**Текст упражнения**
--

Наружность поэта, отступая от типа рода Пушкиных (особенно отца), во многом соответствует негритянскому типу, который даже представлен решительнее, нежели у его матери. Почти все главнейшие признаки негритянской расы имеются налицо: малый рост, широкие брови, ноздри, открывающиеся наружу, а не вниз (портрет худ. Тропинина), смуглое лицо, толстые губы, крупный подбородок (нижняя челюсть), широкое отверстие рта, несмотря на сильную волю поэта и на редкое самообладание. Но в то же время поэт обладает светлыми глазами - что составляет самую яркую черту белой расы.
Такая наружность придана поэту И. Е. Репиным на его картине «Пушкин на экзамене». О наружности Пушкина на этой картине говорилось немало в общей прессе, но без научного понимания дела. Все исчисленные черты своей наружности поэт получил от Ганнибалов через посредство своей матери.
На портрете работы художника Витгеса, где Пушкин изображен мальчиком 6-8 лет, ясно выступает негритянская особенность - толстые вытянутые вперед губы. Эта особенность заметна и в позднейшие годы, особенно отчетливо представлена верхняя губа своей толщиной на портрете работы Тропинина.
О наиболее важном негритянском признаке - долихоцефалии (длинноголовости) не трудно судить по профильным изображениям, например, по изображению поэта в гробу; также на картине Наумова Пушкин представлен долихоцефалом. Вообще, по всем антропологическим признакам, особенно же по непререкаемым скелетным признакам Пушкин отличался негритянским строением тела, как в отдельных частях, так и в целом.

--

**Задание A**
Ответьте на вопросы по тексту о наружности Пушкина.
(i) Как называется картина И. Е. Репина, на которой поэту придана описанная наружность?
(ii) Каким по возрасту изображен Пушкин на портрете работы художника Витгеса?
(iii) На картине какого художника Пушкин представлен долихоцефалом?
**Задание B**
Допишите следующую часть текста о наружности Пушкина, начиная сразу после его последнего предложения.

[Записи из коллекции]
--

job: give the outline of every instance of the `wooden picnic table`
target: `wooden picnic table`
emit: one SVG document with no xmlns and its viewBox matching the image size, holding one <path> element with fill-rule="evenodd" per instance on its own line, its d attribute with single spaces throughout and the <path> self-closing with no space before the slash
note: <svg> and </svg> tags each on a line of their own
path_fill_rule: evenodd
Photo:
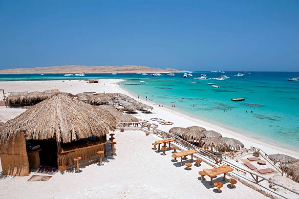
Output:
<svg viewBox="0 0 299 199">
<path fill-rule="evenodd" d="M 168 143 L 169 144 L 169 149 L 170 149 L 170 143 L 171 142 L 173 142 L 175 141 L 175 140 L 173 138 L 167 138 L 167 139 L 162 139 L 161 140 L 158 140 L 158 141 L 156 141 L 155 142 L 157 143 L 157 144 L 158 144 L 158 152 L 160 152 L 160 145 L 161 144 L 166 144 L 166 143 Z"/>
<path fill-rule="evenodd" d="M 222 165 L 213 169 L 204 169 L 203 171 L 211 177 L 211 185 L 213 185 L 213 177 L 223 174 L 223 181 L 225 180 L 225 175 L 227 173 L 234 171 L 234 169 L 228 165 Z"/>
<path fill-rule="evenodd" d="M 183 165 L 183 157 L 187 156 L 188 155 L 191 155 L 191 162 L 193 160 L 193 154 L 196 154 L 197 152 L 194 149 L 188 151 L 184 151 L 181 152 L 176 153 L 173 154 L 173 155 L 176 156 L 176 157 L 181 158 L 181 165 Z"/>
</svg>

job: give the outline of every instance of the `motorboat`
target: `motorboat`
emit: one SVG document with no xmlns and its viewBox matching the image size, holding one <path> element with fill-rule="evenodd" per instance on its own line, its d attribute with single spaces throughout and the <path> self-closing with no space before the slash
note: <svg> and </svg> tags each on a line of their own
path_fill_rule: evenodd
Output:
<svg viewBox="0 0 299 199">
<path fill-rule="evenodd" d="M 234 98 L 234 99 L 232 99 L 232 101 L 234 101 L 235 102 L 238 101 L 244 101 L 244 100 L 245 100 L 245 99 L 244 99 L 244 98 Z"/>
<path fill-rule="evenodd" d="M 299 77 L 293 77 L 292 79 L 288 78 L 288 79 L 287 79 L 287 80 L 288 80 L 288 81 L 295 81 L 295 82 L 297 82 L 297 81 L 299 81 Z"/>
<path fill-rule="evenodd" d="M 200 75 L 200 77 L 197 77 L 196 79 L 197 80 L 210 80 L 210 79 L 207 78 L 207 75 L 205 74 L 202 74 Z"/>
</svg>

--

**Ответ A**
(i) «Пушкин на экзамене».
(ii) Мальчиком 6-8 лет.
(iii) На картине Наумова.

**Ответ B**
Сам поэт не только не отрицал в себе негритянской породы, но неоднократно упоминает об этом. «О судьбе современных греков, - говорит он, - позволительно рассуждать, как о судьбе моей братьи - негров. Можно тем и другим желать освобождения от рабства, но чтобы просвещенные народы бредили ими - это непростительное ребячество». Пушкин говорит также о своей африканской крови, отказывается иметь свой гипсовый бюст. «Тут, - говорит он, - арапское мое безобразие предано будет бессмертию» (Письмо жене 16/V 1836г.).
Таким образом, наружность поэта и его антропологический склад носят бесспорный характер негритянских свойств. Но глаза (т.е. пигмент радужной оболочки) светлые, а не черные и не темные или карие, цвет кожи смуглый, но не темный, не африканский. Следовательно, можно говорить о смешанном происхождении. Все существующие народы на земном шаре, более или менее, смешаны, безусловно чистых рас нет.
Даже евреи, несмотря на свою склонность к антропологической замкнутости, все-таки смешаны с отдаленных времен (черные евреи и рыжие). Расы будущего, - говорит Катрфаж, будут менее различаться по крови в силу скрещивания и будут более близки между собою. Япония представляет типический пример смешанной расы, составленной из трех основных рас человеческого рода - черной, желтой и белой.
Эти расы поочередно переселялись на острова, окруженные водой, жили смежно, постепенно смешиваясь. Процесс смешивания еще далеко не закончился у них: рядом с безбородыми представителями желтого и черного происхождения в Японии живут чистокровные потомки белой расы (айносы) с роскошной волосистостью лица и огромной бородой (типический расовый признак белых). Катрфаж называет их «русскими из-под Москвы».
Судьба величайшего поэта во всех отношениях есть судьба человеческая. Судя по белому цвету кожи и светлым глазам, - это белый человек в расовом смысле слова. Однако же и негритянская примесь сказала свое слово, и это, прежде всего, выразилось во внешности поэта.
Что касается внутренних качеств, т. е., психической природы, то на Пушкине оправдывается психологический вывод психиатров, приведенный выше, о двойной наследственности - о получении некоторых внешних черт и инстинктов по руслу негритянской человечности и о передаче всех остальных, особенно высших, качеств по русскому руслу белой расы.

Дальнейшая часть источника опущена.